### Work to do
Every line from the line containing "Q: Using the form shown in this sample, indicate the carpeted" through the final line below is to be repeated exactly; no other line is.

### Extracted material
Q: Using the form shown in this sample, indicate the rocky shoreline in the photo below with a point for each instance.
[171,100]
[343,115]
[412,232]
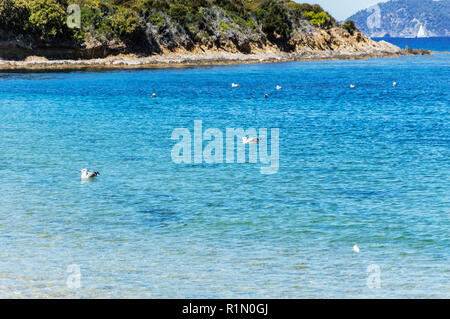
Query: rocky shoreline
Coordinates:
[173,60]
[183,58]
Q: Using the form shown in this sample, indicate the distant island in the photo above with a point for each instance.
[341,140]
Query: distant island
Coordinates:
[137,33]
[405,19]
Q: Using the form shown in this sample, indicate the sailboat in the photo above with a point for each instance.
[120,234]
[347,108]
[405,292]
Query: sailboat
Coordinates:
[422,32]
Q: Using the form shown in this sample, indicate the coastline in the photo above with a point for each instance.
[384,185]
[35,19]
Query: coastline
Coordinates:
[188,59]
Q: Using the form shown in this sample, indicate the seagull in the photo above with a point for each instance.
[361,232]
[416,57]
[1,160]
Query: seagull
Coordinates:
[87,175]
[251,140]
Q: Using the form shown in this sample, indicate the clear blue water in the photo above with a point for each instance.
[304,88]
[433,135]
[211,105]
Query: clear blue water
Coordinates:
[368,166]
[436,43]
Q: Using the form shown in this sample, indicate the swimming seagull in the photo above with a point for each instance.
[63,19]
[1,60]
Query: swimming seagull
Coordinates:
[87,175]
[251,140]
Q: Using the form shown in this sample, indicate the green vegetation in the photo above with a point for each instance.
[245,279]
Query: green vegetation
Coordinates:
[349,26]
[125,20]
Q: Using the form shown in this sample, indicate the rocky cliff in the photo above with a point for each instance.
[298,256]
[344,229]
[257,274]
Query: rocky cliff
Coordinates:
[405,19]
[155,27]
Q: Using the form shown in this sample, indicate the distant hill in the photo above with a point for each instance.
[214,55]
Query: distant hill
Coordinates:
[146,27]
[405,19]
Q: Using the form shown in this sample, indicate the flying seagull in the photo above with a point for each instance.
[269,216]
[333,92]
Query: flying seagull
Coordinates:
[87,175]
[251,140]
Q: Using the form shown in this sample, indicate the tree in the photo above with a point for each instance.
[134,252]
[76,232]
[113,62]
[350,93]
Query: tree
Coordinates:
[274,20]
[321,19]
[47,17]
[14,15]
[349,26]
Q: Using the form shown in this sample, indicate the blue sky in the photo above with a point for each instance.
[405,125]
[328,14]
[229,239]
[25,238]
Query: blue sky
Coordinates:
[342,9]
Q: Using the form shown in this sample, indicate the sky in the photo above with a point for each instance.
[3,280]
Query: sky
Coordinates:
[342,9]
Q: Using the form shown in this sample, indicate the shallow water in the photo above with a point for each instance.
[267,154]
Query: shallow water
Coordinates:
[368,166]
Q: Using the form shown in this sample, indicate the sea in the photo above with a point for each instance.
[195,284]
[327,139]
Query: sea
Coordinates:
[368,166]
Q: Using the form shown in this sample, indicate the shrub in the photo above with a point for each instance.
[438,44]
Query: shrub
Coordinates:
[47,17]
[124,22]
[321,19]
[178,12]
[14,15]
[274,20]
[349,26]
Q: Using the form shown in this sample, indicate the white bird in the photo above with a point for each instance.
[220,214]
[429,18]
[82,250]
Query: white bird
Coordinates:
[251,140]
[87,175]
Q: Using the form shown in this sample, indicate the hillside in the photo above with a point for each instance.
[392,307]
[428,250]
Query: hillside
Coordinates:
[152,27]
[405,19]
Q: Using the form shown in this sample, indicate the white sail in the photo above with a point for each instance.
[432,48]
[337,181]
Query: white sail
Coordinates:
[422,32]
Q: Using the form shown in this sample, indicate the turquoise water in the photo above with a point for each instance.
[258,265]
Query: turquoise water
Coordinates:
[368,166]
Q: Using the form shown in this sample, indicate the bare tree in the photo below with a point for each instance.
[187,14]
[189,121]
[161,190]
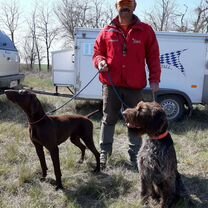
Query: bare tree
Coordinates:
[162,16]
[180,22]
[201,22]
[32,43]
[48,31]
[71,14]
[82,13]
[9,17]
[100,14]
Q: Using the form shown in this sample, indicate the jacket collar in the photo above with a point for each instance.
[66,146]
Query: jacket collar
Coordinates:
[135,24]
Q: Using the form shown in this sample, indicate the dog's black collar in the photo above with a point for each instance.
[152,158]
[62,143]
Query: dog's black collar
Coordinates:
[35,122]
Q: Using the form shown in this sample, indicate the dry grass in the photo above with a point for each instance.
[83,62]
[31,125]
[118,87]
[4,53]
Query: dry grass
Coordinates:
[116,187]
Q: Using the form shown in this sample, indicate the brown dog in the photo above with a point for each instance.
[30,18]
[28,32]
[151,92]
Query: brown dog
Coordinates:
[50,131]
[157,157]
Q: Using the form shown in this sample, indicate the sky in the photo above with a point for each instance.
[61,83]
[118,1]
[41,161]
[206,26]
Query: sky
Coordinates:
[142,6]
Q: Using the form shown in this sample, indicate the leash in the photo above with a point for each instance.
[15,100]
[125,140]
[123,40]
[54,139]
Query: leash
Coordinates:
[153,96]
[74,96]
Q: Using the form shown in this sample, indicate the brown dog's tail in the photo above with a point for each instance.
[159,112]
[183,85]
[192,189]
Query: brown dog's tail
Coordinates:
[92,113]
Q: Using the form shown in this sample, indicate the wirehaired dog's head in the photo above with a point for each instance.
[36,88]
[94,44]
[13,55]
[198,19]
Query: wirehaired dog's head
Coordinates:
[157,158]
[147,118]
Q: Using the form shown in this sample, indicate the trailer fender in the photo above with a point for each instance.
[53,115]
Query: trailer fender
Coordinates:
[173,102]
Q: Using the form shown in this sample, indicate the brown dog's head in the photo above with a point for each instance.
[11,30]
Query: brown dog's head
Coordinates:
[147,118]
[25,99]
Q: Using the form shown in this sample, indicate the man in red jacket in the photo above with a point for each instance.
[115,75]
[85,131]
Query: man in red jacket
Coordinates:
[121,52]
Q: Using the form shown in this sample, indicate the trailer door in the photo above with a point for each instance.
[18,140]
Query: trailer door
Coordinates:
[84,64]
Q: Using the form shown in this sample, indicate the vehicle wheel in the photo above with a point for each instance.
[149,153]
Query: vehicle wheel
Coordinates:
[173,106]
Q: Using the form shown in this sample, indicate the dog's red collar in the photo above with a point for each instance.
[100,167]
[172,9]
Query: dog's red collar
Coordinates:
[161,136]
[35,122]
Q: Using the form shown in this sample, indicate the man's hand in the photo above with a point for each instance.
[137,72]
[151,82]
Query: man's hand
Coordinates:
[154,86]
[103,66]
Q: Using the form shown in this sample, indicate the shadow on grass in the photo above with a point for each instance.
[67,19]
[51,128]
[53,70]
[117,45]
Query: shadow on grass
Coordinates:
[198,190]
[98,191]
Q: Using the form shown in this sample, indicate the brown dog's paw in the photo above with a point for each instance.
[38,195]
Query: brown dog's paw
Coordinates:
[96,170]
[42,179]
[60,186]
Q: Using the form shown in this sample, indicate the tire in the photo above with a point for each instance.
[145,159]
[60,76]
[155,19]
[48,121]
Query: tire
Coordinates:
[173,106]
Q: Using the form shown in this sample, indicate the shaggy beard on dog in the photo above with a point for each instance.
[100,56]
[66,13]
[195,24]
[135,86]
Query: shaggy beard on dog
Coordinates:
[157,157]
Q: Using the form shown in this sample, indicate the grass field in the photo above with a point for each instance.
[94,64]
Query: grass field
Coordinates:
[116,187]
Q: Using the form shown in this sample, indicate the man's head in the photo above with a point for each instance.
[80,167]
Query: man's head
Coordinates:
[125,5]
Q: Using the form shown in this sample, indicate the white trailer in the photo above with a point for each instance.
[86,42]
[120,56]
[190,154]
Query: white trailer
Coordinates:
[9,64]
[183,58]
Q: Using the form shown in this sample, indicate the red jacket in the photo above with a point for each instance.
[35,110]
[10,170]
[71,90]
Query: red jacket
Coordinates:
[127,56]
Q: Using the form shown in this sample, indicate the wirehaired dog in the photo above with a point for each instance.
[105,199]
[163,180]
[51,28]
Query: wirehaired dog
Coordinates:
[157,157]
[50,131]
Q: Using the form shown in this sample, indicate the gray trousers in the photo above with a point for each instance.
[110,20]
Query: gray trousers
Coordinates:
[111,110]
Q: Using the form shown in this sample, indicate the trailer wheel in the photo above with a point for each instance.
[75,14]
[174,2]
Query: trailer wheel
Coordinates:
[173,106]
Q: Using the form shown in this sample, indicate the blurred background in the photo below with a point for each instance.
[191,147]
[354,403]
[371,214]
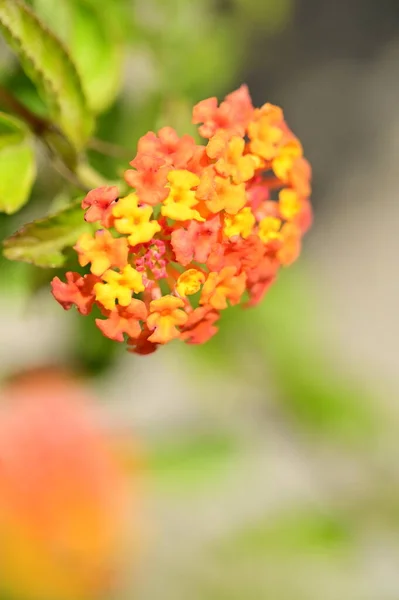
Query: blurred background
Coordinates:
[271,452]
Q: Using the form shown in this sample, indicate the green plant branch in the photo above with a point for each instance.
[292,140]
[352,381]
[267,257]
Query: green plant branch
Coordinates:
[38,125]
[64,157]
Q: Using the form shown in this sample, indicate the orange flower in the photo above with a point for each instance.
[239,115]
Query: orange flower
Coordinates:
[63,496]
[212,220]
[223,286]
[231,161]
[165,316]
[233,115]
[99,203]
[76,291]
[124,319]
[102,251]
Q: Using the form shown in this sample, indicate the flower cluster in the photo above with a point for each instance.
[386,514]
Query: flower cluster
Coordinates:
[207,225]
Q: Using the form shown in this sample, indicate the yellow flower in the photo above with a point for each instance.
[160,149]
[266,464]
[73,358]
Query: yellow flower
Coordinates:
[269,229]
[181,199]
[288,154]
[135,220]
[118,286]
[240,224]
[289,204]
[190,282]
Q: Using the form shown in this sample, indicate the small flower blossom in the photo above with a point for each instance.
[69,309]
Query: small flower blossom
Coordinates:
[205,225]
[165,315]
[189,282]
[134,220]
[118,287]
[102,251]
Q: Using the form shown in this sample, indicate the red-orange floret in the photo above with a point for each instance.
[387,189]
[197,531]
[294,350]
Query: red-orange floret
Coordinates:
[206,225]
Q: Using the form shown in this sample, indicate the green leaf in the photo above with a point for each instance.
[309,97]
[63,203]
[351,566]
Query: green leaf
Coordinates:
[42,242]
[302,531]
[48,64]
[17,164]
[90,34]
[189,462]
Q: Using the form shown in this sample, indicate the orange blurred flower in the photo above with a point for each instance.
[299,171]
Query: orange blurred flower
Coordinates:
[63,495]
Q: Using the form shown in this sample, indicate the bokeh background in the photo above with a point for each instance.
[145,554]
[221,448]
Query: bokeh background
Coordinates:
[271,453]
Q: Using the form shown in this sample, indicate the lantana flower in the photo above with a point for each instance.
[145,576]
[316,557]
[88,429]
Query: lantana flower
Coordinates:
[206,226]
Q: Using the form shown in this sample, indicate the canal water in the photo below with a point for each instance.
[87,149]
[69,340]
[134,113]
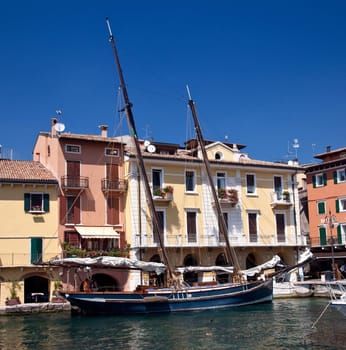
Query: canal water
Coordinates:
[284,324]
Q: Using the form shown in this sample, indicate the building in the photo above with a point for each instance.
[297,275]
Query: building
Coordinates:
[326,188]
[259,200]
[28,231]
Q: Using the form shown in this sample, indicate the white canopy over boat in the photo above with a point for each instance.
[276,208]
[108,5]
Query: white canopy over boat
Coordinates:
[111,261]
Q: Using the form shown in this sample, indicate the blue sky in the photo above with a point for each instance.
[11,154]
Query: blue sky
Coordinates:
[261,72]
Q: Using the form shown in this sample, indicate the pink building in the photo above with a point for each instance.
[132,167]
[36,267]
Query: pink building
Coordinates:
[90,172]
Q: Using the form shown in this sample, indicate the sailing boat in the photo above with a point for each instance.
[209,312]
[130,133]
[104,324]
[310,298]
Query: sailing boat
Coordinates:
[175,297]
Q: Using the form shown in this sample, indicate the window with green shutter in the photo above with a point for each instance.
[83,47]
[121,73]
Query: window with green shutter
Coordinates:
[36,202]
[321,207]
[323,236]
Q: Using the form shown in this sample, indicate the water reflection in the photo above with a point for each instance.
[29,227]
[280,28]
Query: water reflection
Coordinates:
[285,324]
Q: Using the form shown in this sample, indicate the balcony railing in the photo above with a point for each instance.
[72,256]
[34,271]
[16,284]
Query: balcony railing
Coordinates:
[74,182]
[116,185]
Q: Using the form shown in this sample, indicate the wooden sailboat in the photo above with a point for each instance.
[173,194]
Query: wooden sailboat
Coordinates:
[174,297]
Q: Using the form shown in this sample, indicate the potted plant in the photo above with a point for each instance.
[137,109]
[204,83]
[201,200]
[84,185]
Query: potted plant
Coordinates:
[14,299]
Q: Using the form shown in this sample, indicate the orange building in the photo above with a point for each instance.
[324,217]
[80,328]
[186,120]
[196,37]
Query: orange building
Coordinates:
[326,188]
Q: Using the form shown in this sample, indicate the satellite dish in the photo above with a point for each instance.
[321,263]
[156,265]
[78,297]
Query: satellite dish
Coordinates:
[151,148]
[59,127]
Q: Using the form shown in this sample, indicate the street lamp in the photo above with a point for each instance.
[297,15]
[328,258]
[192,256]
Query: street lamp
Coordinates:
[331,222]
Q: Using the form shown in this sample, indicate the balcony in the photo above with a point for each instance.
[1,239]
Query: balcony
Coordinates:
[163,194]
[116,185]
[74,182]
[282,199]
[227,197]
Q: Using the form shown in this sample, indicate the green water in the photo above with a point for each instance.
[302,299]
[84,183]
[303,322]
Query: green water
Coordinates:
[285,324]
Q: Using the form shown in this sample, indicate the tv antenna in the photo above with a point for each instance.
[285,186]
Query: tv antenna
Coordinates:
[59,127]
[296,146]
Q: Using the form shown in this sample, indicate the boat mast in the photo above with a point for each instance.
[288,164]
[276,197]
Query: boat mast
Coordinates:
[140,163]
[231,256]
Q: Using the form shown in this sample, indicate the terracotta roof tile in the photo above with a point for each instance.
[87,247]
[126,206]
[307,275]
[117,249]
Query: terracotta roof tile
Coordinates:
[24,171]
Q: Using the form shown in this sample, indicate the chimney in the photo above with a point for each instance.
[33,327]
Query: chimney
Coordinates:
[53,123]
[104,129]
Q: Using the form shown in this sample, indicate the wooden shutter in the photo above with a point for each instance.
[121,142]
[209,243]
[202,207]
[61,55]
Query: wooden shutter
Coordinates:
[313,181]
[46,202]
[321,208]
[339,234]
[335,175]
[323,236]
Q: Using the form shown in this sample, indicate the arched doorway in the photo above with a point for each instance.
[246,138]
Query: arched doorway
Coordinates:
[190,277]
[101,282]
[221,260]
[36,289]
[156,280]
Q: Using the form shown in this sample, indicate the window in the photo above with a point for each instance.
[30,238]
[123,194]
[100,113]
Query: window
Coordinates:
[321,207]
[36,250]
[156,175]
[319,180]
[113,211]
[221,236]
[112,152]
[190,181]
[250,184]
[73,210]
[280,227]
[221,180]
[36,202]
[72,148]
[252,222]
[342,233]
[191,226]
[323,235]
[72,238]
[340,176]
[160,214]
[278,187]
[340,205]
[218,156]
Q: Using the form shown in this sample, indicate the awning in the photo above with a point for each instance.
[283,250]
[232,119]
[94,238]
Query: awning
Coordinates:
[89,232]
[328,255]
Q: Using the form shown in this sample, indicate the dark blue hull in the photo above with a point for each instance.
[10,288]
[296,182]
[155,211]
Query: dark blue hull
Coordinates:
[167,300]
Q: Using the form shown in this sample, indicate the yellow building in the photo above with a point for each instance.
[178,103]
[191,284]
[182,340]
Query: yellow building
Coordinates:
[259,201]
[28,231]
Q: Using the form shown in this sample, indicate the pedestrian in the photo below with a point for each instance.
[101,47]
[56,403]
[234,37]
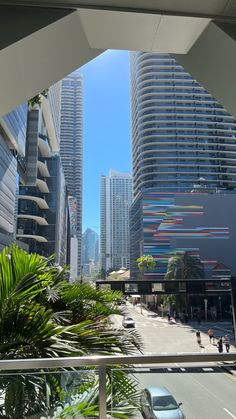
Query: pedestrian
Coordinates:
[227,342]
[211,335]
[220,345]
[198,336]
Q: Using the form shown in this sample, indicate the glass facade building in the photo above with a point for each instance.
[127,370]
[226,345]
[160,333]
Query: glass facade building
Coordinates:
[71,145]
[116,199]
[179,131]
[12,152]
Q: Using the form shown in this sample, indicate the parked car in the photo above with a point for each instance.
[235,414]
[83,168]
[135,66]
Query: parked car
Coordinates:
[128,322]
[158,402]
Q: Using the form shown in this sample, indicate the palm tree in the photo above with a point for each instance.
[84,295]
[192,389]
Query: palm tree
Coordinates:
[42,315]
[183,266]
[146,262]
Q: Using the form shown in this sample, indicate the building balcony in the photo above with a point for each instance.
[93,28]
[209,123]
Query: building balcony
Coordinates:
[198,383]
[38,198]
[47,114]
[42,185]
[43,168]
[44,147]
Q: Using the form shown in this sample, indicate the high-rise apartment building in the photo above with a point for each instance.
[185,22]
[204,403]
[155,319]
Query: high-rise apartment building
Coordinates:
[116,199]
[183,144]
[90,240]
[42,211]
[179,131]
[71,146]
[12,153]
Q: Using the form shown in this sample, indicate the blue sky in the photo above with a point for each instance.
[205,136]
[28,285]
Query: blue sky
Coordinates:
[107,143]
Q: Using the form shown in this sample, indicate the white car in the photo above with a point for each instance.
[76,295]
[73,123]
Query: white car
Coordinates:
[128,322]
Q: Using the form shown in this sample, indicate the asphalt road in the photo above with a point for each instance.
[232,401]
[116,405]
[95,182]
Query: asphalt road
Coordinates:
[207,392]
[205,395]
[160,337]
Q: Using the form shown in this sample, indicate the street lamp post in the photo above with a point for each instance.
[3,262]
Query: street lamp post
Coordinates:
[205,302]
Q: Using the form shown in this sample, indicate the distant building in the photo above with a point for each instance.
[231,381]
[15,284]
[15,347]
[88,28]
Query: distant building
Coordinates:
[12,166]
[163,223]
[90,242]
[71,147]
[116,199]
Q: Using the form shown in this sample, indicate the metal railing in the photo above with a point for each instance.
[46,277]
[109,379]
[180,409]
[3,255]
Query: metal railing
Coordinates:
[104,361]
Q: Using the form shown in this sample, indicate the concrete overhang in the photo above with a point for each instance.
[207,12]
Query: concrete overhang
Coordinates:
[39,220]
[40,239]
[42,41]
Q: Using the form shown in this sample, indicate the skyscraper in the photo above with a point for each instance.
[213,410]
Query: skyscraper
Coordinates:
[183,141]
[116,199]
[71,144]
[179,131]
[89,246]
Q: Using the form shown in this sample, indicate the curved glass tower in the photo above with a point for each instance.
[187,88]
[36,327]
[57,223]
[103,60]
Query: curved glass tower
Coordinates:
[180,133]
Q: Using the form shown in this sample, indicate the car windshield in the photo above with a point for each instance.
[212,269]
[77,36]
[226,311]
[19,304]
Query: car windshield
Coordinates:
[164,403]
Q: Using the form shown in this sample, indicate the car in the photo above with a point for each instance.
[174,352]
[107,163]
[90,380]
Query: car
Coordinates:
[128,322]
[158,403]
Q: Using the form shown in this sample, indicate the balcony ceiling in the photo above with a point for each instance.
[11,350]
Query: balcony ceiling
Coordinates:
[190,7]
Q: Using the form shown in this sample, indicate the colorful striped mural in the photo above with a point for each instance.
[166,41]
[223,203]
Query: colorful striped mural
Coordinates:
[163,221]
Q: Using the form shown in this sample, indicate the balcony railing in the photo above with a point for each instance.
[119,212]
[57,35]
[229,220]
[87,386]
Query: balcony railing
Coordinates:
[61,365]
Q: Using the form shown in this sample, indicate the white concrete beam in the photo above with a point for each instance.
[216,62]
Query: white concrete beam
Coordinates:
[39,60]
[212,62]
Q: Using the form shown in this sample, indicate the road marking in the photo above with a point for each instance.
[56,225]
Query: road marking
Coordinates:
[229,413]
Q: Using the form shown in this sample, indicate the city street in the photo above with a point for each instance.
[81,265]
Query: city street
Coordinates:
[160,336]
[206,391]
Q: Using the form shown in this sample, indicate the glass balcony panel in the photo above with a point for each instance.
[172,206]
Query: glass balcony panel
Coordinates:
[49,395]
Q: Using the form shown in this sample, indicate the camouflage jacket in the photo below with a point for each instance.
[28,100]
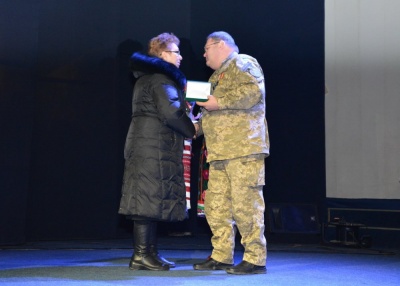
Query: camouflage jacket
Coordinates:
[238,128]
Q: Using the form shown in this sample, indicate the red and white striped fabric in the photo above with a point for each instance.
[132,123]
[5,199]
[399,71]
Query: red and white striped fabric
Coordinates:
[187,156]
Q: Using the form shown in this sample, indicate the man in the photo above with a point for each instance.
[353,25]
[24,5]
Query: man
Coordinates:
[236,134]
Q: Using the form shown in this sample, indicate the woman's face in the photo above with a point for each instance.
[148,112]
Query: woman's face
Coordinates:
[172,55]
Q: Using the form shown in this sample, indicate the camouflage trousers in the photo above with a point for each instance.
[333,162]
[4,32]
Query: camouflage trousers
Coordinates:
[234,198]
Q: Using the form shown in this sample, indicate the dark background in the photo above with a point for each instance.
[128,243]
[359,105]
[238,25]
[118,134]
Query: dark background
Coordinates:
[66,100]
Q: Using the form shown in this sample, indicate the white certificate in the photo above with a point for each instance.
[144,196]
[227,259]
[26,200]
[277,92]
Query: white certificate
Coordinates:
[197,90]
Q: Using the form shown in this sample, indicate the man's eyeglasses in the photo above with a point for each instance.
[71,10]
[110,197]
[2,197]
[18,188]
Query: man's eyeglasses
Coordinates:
[175,52]
[208,46]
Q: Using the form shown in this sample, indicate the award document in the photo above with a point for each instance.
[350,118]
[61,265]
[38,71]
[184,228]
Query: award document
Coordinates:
[197,90]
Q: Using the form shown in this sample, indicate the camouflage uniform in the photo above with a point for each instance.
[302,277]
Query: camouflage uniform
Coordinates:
[237,142]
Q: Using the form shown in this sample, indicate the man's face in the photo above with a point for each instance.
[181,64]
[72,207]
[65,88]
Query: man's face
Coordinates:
[211,53]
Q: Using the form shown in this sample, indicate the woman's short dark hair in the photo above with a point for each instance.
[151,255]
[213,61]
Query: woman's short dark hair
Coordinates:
[160,43]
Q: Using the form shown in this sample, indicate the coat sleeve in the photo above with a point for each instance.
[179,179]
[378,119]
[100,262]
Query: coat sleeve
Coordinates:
[171,108]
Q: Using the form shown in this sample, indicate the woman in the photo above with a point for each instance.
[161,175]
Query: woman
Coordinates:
[153,187]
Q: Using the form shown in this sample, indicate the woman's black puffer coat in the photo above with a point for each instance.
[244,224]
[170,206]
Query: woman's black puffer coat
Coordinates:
[153,183]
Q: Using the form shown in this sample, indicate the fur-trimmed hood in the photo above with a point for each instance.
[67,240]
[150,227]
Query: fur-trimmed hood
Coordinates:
[144,64]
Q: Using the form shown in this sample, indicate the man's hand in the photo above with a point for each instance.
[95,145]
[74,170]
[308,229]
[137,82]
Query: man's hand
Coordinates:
[211,104]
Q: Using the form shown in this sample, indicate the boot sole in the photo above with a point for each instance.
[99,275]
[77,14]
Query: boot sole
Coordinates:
[133,266]
[261,271]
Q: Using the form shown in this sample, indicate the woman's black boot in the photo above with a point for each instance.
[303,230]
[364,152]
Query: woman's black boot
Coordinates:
[153,246]
[142,258]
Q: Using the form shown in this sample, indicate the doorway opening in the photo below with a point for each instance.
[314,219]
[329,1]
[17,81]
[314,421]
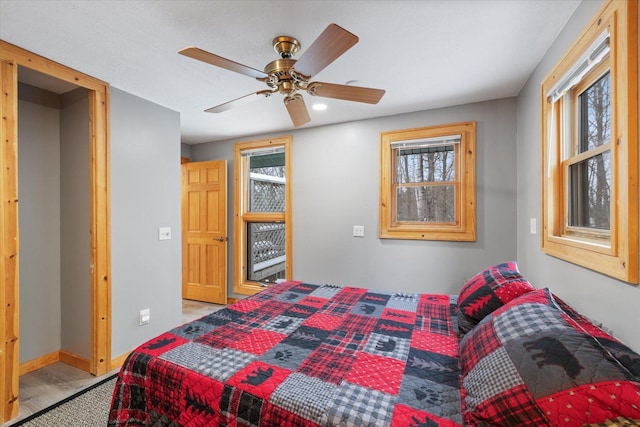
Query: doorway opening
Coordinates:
[64,181]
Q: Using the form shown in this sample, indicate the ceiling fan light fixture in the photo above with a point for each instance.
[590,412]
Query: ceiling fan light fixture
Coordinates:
[286,46]
[289,76]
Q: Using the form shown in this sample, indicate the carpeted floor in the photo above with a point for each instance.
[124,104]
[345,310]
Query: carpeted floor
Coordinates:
[87,408]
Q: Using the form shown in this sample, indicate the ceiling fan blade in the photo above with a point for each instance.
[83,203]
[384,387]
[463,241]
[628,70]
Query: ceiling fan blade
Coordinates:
[346,92]
[237,102]
[297,109]
[333,42]
[218,61]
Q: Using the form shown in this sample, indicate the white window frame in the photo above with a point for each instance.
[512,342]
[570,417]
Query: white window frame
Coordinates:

### The result
Q: Using the form shown in this sample, indicate the carpeted floor in the photo above with a point for each instance.
[124,104]
[345,310]
Query: carpeted floor
Coordinates:
[87,408]
Q: Using the form shown in this sample, indicate the ceiling fan blade in the photo above with a point for each instance.
[83,203]
[384,387]
[463,241]
[628,70]
Query: ceiling fan blade
Coordinates:
[346,92]
[237,102]
[297,109]
[333,42]
[218,61]
Q: Using the form shown in this sample, indicate the white window frame in the photo above with a point for each instance.
[512,342]
[570,417]
Query: white window frame
Coordinates:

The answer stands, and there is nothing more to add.